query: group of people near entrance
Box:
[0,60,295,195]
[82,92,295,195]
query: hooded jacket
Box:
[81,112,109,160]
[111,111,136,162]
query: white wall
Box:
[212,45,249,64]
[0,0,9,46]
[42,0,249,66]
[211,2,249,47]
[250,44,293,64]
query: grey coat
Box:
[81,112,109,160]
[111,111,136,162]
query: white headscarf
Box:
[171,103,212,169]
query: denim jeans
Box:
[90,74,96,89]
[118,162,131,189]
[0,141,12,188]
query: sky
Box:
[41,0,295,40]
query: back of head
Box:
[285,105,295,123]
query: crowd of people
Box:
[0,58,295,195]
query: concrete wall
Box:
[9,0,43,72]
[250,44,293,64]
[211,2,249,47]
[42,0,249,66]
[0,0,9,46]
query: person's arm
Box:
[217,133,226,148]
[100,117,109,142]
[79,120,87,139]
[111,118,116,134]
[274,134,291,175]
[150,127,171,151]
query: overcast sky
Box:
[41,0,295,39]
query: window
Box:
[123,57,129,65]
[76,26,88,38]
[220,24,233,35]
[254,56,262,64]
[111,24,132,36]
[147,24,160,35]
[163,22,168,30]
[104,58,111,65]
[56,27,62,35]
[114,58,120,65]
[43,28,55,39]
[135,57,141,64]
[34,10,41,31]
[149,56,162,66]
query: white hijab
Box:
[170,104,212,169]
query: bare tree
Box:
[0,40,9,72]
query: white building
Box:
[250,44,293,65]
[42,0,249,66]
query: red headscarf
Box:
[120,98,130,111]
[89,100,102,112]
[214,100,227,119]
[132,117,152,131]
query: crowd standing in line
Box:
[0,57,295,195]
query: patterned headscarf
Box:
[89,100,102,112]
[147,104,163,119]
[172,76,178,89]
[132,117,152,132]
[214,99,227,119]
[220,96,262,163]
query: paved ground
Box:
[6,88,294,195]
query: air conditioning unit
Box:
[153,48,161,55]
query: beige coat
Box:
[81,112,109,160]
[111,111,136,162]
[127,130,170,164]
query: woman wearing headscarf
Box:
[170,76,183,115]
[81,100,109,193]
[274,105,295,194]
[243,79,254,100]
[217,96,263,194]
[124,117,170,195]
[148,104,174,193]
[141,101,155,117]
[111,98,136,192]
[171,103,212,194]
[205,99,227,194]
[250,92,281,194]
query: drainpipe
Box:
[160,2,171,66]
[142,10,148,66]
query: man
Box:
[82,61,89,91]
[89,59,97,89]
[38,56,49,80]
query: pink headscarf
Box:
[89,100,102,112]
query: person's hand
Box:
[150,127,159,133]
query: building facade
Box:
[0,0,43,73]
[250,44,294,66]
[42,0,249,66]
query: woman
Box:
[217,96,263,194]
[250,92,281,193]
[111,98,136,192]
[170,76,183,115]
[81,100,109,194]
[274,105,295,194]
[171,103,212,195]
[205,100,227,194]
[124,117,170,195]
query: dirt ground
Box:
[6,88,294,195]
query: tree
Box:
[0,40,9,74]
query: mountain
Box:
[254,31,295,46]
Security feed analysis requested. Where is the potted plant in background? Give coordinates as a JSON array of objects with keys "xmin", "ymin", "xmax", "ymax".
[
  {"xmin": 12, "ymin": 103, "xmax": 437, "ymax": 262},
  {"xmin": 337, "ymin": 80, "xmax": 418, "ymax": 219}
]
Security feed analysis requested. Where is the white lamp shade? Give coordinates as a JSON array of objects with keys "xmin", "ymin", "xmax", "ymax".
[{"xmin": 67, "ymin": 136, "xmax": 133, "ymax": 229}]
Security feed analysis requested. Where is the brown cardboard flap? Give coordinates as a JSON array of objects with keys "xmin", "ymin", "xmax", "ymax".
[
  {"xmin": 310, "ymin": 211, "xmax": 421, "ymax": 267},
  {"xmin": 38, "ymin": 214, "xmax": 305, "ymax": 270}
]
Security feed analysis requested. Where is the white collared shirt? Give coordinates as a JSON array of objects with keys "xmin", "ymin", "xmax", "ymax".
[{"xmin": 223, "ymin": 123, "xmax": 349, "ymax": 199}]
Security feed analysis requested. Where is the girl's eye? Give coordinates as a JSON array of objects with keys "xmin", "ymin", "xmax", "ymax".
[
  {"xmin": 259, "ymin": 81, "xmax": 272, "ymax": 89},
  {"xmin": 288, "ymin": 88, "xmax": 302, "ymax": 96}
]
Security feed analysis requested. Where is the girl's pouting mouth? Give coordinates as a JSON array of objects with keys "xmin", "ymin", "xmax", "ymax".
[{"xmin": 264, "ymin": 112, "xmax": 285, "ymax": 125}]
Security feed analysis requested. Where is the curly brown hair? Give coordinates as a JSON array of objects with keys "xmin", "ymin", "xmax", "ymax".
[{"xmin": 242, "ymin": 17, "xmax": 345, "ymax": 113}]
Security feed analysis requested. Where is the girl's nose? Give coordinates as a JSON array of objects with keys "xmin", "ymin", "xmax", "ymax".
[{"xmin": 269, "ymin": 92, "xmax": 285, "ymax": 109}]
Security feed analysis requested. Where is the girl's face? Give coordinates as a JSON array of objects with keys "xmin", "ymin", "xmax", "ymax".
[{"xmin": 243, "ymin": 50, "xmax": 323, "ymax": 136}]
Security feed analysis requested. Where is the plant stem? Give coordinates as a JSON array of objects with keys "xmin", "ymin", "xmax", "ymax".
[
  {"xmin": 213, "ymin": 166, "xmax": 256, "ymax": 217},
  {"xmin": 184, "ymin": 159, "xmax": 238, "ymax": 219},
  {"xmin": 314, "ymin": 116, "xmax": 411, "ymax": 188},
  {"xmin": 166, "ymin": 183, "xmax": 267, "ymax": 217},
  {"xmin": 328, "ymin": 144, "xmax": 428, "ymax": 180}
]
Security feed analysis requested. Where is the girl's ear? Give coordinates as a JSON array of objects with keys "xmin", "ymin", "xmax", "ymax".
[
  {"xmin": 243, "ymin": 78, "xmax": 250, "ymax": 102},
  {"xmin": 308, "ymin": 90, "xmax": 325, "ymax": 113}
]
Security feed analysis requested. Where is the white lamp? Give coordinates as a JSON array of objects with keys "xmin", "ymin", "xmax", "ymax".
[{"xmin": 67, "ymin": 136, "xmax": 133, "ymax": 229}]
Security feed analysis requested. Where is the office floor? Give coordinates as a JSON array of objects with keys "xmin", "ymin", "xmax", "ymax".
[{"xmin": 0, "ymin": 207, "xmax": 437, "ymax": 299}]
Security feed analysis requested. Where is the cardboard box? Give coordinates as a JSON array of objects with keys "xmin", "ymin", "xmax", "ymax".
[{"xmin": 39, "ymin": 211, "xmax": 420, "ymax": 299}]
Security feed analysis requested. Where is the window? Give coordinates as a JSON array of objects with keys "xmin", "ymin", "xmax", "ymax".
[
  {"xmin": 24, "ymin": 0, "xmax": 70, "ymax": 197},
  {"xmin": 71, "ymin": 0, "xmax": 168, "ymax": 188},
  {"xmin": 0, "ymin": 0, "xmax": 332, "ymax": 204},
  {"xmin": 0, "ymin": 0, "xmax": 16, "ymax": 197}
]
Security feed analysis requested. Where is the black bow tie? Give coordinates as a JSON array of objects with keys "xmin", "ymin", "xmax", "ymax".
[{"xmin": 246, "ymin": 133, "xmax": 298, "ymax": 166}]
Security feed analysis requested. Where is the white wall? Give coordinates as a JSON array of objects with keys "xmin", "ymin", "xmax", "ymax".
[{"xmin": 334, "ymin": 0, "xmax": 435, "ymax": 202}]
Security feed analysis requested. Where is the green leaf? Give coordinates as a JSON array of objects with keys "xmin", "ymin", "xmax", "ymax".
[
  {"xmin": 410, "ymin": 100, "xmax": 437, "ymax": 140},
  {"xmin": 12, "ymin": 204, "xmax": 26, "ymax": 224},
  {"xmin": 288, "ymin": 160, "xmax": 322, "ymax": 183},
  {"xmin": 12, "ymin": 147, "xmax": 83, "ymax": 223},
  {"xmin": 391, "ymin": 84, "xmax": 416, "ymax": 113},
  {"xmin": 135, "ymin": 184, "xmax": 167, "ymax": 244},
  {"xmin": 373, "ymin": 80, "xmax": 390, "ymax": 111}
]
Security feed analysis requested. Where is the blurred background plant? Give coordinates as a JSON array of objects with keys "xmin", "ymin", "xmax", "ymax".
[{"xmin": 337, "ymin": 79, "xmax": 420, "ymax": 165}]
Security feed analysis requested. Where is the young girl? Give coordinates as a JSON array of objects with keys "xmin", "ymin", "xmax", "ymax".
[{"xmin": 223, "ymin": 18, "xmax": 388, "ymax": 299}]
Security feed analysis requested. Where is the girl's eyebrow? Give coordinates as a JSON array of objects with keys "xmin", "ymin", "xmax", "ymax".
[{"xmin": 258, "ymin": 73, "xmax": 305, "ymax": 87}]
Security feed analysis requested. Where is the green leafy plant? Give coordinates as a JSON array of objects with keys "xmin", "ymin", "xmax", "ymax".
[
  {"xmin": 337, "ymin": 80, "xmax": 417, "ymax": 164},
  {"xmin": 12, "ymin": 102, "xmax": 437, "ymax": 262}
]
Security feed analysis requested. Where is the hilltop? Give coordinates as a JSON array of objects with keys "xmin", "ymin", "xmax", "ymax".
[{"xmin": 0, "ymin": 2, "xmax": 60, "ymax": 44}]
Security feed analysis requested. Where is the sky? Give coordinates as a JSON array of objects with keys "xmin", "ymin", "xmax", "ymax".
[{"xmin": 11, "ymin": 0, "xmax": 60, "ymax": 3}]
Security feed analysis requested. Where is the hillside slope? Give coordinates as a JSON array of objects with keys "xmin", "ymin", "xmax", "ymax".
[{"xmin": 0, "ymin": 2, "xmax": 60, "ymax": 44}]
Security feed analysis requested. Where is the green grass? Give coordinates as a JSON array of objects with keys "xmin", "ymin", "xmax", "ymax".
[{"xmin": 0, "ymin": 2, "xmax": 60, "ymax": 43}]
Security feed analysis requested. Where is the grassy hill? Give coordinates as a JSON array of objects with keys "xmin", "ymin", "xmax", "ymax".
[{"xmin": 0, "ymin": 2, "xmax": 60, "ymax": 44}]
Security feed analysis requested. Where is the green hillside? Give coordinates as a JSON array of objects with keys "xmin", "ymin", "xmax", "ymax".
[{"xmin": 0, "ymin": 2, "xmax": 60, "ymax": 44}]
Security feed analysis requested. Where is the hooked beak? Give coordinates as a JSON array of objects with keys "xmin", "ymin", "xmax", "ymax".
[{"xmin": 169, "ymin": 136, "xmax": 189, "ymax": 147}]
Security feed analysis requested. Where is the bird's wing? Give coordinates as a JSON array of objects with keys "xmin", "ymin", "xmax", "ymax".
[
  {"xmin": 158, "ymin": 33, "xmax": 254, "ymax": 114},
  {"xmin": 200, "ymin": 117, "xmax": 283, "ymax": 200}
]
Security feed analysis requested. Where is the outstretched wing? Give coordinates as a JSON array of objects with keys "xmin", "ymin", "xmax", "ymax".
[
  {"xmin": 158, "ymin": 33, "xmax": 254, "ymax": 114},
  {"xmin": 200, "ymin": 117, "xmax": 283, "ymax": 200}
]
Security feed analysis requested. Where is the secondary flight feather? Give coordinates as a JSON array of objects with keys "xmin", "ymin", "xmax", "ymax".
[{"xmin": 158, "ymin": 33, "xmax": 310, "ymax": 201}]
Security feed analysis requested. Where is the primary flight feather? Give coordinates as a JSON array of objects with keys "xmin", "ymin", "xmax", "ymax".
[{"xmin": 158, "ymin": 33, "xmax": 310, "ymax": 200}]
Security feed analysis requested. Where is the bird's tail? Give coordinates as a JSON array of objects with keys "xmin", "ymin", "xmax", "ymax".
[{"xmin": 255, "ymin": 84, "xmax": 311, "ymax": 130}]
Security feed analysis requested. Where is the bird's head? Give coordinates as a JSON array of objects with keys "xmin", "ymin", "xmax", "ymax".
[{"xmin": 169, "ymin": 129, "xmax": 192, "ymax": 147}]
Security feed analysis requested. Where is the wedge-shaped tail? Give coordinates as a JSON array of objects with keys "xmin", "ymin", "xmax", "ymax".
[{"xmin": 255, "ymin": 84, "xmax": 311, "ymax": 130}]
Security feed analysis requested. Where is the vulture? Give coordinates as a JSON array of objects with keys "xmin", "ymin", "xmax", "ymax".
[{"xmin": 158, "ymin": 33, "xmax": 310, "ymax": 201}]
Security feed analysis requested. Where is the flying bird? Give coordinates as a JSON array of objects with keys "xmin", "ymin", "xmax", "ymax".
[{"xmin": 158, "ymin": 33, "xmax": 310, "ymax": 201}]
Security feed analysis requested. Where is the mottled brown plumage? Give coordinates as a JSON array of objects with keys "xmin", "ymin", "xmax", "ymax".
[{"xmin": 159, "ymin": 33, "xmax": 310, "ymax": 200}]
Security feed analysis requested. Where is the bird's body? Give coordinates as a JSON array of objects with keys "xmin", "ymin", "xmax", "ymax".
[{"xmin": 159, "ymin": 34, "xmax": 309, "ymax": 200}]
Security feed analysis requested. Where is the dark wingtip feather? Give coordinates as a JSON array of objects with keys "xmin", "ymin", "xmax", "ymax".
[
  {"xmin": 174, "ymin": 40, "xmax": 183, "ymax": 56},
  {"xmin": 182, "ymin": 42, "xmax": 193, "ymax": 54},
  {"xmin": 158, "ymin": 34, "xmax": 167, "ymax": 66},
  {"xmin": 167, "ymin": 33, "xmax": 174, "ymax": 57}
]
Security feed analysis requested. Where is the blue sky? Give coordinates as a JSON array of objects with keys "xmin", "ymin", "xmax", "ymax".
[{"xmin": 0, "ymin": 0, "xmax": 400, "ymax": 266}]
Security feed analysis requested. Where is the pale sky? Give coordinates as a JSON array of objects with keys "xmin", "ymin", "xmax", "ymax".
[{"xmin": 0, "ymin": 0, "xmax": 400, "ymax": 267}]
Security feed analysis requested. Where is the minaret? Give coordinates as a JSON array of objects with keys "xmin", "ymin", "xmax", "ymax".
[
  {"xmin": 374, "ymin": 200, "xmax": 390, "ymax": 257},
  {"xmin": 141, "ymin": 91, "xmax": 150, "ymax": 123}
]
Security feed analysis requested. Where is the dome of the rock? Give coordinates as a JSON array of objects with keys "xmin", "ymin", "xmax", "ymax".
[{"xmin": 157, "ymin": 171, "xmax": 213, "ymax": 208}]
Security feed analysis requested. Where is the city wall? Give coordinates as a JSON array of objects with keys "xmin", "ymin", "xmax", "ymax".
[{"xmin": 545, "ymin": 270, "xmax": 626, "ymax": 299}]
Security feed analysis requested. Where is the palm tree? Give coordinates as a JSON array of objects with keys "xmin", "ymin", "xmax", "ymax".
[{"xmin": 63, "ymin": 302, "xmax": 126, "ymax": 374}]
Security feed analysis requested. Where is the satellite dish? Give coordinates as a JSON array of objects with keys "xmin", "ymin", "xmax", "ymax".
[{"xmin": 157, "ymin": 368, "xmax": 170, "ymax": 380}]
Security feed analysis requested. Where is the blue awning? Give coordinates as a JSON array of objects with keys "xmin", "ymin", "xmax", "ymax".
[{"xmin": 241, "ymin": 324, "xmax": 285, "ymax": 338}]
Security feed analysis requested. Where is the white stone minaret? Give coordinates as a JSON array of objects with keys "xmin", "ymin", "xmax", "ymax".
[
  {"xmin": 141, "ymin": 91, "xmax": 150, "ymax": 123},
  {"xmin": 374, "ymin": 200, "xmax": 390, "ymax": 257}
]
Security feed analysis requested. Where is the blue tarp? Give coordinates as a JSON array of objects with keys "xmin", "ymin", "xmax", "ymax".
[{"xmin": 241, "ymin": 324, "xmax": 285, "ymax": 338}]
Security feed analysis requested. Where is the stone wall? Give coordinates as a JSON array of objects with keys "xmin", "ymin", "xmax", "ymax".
□ □ □ □ □
→ Objective:
Please repeat, character for character, the stretch of lines from the very first one through the line containing "[0,58,295,195]".

→ Task output:
query: group of people near entrance
Box:
[0,60,295,195]
[82,92,295,195]
query: hooded jacket
Box:
[81,112,109,160]
[111,111,136,162]
query: white wall
Box:
[212,45,249,64]
[0,0,9,46]
[42,0,249,66]
[211,2,249,47]
[250,44,293,64]
query: grey coat
Box:
[81,112,109,160]
[111,111,136,162]
query: white headscarf
Box:
[171,103,212,169]
query: denim jeans
Box:
[90,74,96,89]
[118,162,131,189]
[0,141,12,188]
query: sky
Box:
[41,0,295,40]
query: back of head
Box:
[285,105,295,123]
query: crowd of people
Box:
[0,58,295,195]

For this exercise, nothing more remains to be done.